### PROBLEM TO SOLVE
Please rewrite the data from its start through the line holding "[378,2,435,48]", inclusive, replacing "large boulder" with "big boulder" and leaving everything else unchanged.

### RECORDS PROVIDED
########
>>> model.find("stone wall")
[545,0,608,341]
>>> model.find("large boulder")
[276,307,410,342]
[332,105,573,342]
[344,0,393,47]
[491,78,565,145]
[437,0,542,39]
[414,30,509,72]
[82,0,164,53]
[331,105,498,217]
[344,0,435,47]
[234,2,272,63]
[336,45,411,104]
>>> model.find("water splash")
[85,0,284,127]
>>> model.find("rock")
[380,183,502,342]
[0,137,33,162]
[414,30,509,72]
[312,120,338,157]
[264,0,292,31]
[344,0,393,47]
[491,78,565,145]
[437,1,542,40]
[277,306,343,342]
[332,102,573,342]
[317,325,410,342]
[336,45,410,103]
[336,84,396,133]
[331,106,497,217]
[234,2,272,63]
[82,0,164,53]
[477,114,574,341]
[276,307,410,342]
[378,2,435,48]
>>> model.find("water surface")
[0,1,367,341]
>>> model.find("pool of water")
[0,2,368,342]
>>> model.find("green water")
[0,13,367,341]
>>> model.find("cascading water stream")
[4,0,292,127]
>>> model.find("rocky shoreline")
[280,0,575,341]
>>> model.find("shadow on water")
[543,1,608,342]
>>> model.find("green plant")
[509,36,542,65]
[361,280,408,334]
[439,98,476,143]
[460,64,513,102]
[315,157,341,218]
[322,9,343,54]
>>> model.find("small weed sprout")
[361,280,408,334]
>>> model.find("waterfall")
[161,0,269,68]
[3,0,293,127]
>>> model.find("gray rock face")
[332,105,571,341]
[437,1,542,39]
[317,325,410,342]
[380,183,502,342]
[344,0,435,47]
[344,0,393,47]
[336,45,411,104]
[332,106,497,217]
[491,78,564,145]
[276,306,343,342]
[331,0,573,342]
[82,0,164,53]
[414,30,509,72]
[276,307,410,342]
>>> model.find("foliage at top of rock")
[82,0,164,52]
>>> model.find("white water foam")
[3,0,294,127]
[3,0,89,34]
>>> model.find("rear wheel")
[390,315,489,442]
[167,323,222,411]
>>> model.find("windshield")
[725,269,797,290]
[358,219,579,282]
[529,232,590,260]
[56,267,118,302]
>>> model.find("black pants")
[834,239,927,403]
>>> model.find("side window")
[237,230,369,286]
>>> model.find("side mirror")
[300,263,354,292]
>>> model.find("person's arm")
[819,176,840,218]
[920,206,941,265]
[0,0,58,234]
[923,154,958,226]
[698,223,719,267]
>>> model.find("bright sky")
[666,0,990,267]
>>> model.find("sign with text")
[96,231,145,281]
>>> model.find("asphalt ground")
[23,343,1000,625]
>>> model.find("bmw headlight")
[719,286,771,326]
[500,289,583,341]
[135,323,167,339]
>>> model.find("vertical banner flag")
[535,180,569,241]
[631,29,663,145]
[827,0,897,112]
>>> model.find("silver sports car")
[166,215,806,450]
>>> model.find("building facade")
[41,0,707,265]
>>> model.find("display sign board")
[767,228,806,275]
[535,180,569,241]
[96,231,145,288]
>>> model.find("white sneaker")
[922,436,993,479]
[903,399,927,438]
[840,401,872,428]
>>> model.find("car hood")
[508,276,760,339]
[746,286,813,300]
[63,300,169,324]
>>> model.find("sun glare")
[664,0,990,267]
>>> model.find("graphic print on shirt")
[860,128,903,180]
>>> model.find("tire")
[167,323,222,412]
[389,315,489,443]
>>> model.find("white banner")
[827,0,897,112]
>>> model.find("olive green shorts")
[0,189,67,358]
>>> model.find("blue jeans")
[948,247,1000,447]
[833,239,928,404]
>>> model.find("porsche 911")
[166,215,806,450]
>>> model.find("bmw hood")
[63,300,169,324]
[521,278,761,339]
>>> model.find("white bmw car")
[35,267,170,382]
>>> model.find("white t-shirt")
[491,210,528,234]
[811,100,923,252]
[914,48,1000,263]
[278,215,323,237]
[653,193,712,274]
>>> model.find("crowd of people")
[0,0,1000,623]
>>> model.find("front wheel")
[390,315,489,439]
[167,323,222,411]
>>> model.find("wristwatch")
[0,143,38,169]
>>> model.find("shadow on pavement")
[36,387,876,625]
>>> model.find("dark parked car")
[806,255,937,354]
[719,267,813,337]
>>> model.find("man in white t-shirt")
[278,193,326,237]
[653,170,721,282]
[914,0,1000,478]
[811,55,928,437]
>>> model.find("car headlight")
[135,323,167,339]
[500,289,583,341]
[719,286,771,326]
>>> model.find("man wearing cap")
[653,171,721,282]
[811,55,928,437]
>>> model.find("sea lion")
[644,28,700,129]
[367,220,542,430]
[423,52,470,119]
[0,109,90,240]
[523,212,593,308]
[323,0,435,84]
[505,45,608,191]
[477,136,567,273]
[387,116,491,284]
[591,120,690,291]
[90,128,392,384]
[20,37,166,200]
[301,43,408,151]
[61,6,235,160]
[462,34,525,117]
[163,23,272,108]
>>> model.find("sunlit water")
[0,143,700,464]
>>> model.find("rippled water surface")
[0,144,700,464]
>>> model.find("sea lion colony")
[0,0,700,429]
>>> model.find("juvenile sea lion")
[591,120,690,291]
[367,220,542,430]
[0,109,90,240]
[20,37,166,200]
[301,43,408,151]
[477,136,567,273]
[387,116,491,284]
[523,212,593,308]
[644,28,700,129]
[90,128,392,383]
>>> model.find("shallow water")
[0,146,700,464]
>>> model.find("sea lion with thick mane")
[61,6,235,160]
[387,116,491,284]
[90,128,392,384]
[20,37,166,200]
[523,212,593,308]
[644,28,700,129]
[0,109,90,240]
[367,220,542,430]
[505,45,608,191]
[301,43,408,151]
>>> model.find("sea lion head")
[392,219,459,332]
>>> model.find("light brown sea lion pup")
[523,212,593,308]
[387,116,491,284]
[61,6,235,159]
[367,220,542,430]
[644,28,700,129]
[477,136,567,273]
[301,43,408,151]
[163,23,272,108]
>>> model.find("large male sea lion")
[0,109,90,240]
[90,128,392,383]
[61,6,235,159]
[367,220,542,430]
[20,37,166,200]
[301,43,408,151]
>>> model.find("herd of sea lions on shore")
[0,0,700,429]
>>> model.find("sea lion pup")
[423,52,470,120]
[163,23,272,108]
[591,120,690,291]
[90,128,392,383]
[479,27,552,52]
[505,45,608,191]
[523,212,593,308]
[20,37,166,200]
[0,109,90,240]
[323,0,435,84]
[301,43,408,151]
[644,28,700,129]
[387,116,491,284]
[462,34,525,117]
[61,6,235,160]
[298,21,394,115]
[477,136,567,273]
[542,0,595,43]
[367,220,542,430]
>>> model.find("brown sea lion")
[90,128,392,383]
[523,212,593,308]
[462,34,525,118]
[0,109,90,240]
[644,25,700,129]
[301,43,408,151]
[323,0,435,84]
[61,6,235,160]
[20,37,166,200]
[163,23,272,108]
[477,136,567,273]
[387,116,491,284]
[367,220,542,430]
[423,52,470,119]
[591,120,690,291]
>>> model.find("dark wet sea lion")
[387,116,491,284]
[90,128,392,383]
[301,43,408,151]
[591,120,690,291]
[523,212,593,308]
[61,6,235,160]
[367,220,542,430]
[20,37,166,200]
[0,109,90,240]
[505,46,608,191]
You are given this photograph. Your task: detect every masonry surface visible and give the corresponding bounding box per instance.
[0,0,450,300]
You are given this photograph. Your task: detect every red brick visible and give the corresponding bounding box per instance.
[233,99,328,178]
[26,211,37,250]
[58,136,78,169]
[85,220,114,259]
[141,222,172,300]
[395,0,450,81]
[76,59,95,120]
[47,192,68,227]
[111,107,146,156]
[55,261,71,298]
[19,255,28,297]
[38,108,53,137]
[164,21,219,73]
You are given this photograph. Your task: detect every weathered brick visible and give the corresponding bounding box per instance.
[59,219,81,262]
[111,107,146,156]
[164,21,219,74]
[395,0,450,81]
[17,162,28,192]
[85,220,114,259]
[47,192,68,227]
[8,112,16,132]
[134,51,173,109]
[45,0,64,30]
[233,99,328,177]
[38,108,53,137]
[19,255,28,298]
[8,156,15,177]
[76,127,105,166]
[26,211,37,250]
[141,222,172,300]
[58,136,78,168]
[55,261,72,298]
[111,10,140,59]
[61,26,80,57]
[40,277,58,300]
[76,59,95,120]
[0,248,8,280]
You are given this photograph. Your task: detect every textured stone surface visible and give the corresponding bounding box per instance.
########
### EXERCISE OUTPUT
>>> model.find("stone wall")
[545,0,608,341]
>>> model.find("big boulder")
[276,307,410,342]
[332,105,573,342]
[344,0,393,47]
[491,78,565,145]
[437,0,542,39]
[414,30,509,72]
[82,0,164,53]
[331,105,498,217]
[344,0,435,47]
[234,2,272,63]
[336,45,411,104]
>>> model.find("water splash")
[85,0,284,127]
>>> model.find("rock")
[380,183,502,342]
[0,137,33,162]
[414,30,509,72]
[312,120,338,157]
[264,0,292,31]
[344,0,393,47]
[491,78,565,145]
[437,1,542,40]
[277,306,343,342]
[332,102,573,342]
[317,325,410,342]
[336,45,410,103]
[336,84,396,133]
[331,106,497,217]
[234,2,272,63]
[82,0,164,53]
[477,114,574,341]
[276,307,410,342]
[378,2,435,48]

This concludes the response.